**Written task**. Reproduce all of the data that follows, character for character.

[Coordinate labeling data]
● ● ● ●

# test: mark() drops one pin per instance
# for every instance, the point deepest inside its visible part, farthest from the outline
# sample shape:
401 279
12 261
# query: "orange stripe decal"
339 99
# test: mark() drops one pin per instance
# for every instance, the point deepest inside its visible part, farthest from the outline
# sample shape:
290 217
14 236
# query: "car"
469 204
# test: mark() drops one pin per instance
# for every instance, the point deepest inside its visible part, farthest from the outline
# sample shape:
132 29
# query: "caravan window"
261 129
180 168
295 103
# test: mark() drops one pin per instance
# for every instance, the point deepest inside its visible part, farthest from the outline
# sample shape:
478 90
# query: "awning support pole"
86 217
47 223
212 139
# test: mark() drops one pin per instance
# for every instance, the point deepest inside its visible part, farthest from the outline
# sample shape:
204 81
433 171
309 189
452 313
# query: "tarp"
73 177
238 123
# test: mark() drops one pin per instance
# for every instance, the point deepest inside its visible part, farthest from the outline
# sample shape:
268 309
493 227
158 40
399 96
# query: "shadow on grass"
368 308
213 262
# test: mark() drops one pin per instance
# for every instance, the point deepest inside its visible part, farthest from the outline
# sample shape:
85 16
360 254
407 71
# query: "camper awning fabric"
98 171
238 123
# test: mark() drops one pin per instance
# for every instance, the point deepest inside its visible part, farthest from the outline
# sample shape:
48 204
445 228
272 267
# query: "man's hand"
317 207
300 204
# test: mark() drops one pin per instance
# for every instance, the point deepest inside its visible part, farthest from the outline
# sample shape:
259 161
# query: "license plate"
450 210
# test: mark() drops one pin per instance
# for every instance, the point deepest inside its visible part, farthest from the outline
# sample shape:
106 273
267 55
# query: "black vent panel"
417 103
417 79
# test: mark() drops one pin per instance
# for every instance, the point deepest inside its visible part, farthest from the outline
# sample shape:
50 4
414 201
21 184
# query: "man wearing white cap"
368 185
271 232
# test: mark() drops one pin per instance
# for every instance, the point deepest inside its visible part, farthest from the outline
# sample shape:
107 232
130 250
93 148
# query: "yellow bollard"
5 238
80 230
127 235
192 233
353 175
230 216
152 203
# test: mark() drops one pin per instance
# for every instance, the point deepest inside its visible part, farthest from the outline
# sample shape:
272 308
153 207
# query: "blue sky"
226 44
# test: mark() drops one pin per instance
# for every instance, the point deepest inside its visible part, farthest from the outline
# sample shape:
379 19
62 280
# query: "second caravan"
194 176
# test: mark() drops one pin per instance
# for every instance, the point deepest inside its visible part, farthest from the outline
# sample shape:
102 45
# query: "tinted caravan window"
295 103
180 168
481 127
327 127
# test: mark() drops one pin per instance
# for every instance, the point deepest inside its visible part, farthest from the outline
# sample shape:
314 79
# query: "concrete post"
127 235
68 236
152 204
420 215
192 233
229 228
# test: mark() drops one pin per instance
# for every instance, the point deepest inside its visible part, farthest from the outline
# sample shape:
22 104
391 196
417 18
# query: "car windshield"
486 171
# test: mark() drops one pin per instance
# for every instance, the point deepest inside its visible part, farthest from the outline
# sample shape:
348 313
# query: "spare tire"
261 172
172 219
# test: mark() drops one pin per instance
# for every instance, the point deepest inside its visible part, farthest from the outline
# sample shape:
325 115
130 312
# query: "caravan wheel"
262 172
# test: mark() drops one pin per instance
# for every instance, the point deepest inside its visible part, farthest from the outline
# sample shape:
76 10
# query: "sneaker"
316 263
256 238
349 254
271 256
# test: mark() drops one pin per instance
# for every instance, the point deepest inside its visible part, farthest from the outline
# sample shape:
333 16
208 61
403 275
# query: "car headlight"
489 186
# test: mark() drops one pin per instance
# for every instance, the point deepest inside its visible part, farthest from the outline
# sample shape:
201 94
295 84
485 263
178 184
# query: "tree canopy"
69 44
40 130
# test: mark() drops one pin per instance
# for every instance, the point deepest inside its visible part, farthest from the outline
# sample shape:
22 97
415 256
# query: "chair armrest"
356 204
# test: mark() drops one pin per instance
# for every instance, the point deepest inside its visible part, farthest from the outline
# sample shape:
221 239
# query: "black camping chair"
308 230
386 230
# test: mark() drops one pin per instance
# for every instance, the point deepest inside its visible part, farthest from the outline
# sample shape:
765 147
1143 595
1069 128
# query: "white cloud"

● ● ● ●

**Result below**.
# test: mark() drops one pin per instance
# for every instance, the point deepest inside its visible part, farthest from the outline
# sample shape:
401 279
12 261
# query: "orange stripe decal"
339 99
# test: mark() drops one pin per instance
# for every instance, the point deepest inside its visible part, farthest from the outline
# sample shape:
290 217
14 236
# query: "car"
469 204
# test: mark() drops one pin per instance
# for every instance, the point deepest inside its visible part, farthest from the outline
# sample shape:
132 29
# query: "caravan window"
261 129
180 168
295 103
# test: mark() drops one pin per instance
# for every instance, the point deepest inside its visible part, farthest from the outline
# sample shape:
478 90
# query: "awning support pole"
86 217
47 223
212 139
# test: mark() drops one pin per instance
# for every instance, the point deepest inside its visible part, farthest from the outline
# sample shape:
204 81
433 171
309 189
452 313
# query: "tarp"
73 177
238 123
# test: mark() drops one pin per instance
# for every instance, the point deepest inside its visible part, farthest from the outline
# sample shape:
268 309
493 227
158 40
399 96
# query: "shadow on grass"
368 308
213 262
# test: mark() drops one pin per instance
# for every instance, the point deepest inside its visible part, farthest from the outline
# sample shape:
85 16
360 254
407 71
# query: "camper awning fabric"
98 171
238 123
# test: mark() drops one pin per instance
# for every instance, the point deepest inside its visible part, farthest from the outline
# sample shape:
48 204
445 228
272 267
# query: "man's hand"
317 207
300 204
# test: mark() drops one pin per instance
# for every instance, the point deepest inside its visible part, farthest from the outline
# sample shape:
259 161
# query: "license plate"
450 210
# test: mark() drops one pin per instance
# for every instance, the point deepest inside its visible part, farthest from the outline
# sample shape:
106 273
267 55
# query: "black vent panel"
417 103
417 79
# test: mark() drops one pin per instance
# for every instance, the point deepest inside its visible part, farthest from the outline
# sample shape:
50 4
414 201
21 184
# query: "man wearing white cap"
368 185
271 232
# test: mark() drops one pin per instance
# for every instance, the point deepest inside its visible part, farthest from the outline
# sample shape:
107 232
130 250
93 148
# query: "yellow bollard"
5 238
80 230
127 235
192 233
353 175
230 216
152 203
# test: mark() drops one pin per instance
# for every instance, the point deepest inside its visible part, farthest from the outline
# sample shape:
272 308
153 207
# query: "blue sky"
226 44
# test: mark() drops one pin per instance
# for every instance, the point deepest inside its visible part, farthest from the outline
# sample shape:
379 19
62 280
# query: "second caravan"
194 176
# test: mark() drops one pin per instance
# for every instance, the point deepest inside its visible part, farthest from the outline
# sample shape:
102 45
# query: "tinted caravan window"
295 103
180 168
481 127
327 127
# test: mark() drops one pin per instance
# for every instance, the point deepest inside its visible part, farthest from the outline
# sample shape:
314 79
# query: "concrete post"
127 235
68 236
152 204
420 215
192 233
229 228
# test: mark() drops one pin per instance
# for every instance, the point deepest inside its visible part, farthest from the outline
# sample shape:
22 104
391 196
417 18
# query: "car windshield"
486 171
# test: mark() drops one pin per instance
# for every instance, the point deepest inside its visible part, farthest from the outline
# sample shape:
348 313
# query: "spare tire"
261 172
172 219
# test: mark() drops one pin per instance
# for every instance, the point deepest inside its visible part, farthest from the outline
# sample shape:
325 115
130 312
# query: "caravan wheel"
262 172
# test: mark() drops one pin per instance
# for every instance, the point deepest inside its visible part, farthest from the outline
# sample shape:
76 10
# query: "sneaker"
316 263
256 238
349 254
271 256
# test: mark() drops one pin per instance
# for every instance, the point deepest inside its visible part, farthest from the outline
# sample shape:
333 16
208 61
403 275
# query: "car headlight"
489 186
# test: mark() drops one pin per instance
# for every instance, the point deepest inside its visible part, farthest from the outline
# sample shape:
201 94
295 84
485 263
178 184
# query: "tree canopy"
69 44
40 130
# test: mark() drops one pin per instance
# for every instance, the point deepest inside its visible part, farthest from the outline
# sample shape:
22 97
415 256
# query: "chair armrest"
356 204
# test: mark() drops one pin per instance
# for every instance, the point deepest inside its visible part, farthest from the outline
# sample shape:
221 239
# query: "black camping chair"
308 230
386 230
# test: mark() drops one pin per instance
# for every instance, the point deepest inside its visible part, farthest from the outline
# sample shape:
765 147
1143 595
1069 128
# query: "white cloud"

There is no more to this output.